Stated task → Rewrite all of the data below, changing every "white van" to "parked van" and keeping everything else the same. Leave the pictures out.

Data rows →
========================
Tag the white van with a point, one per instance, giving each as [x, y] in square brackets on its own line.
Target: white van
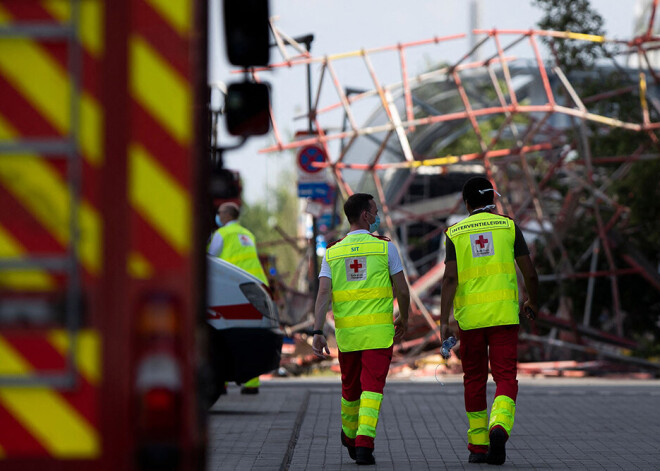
[244, 339]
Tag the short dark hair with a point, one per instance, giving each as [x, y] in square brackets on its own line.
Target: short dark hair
[231, 209]
[473, 197]
[355, 204]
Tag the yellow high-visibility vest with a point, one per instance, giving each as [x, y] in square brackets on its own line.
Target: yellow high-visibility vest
[487, 292]
[362, 297]
[239, 248]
========================
The response →
Tag the parked van with a point, one per instance, giving each as [x, y] in square brackets on its own line.
Target: parked van
[244, 339]
Tag the short dark hair with a point, one per instance, giving each as [x, y] in square brackets on its own line.
Target: short dark hair
[231, 209]
[473, 197]
[355, 204]
Tag the yellow high-visibility vest with a point, one per instance, giving each as [x, y] in square brackets on its own line.
Target: yellow high-visibility vest
[487, 292]
[362, 297]
[239, 248]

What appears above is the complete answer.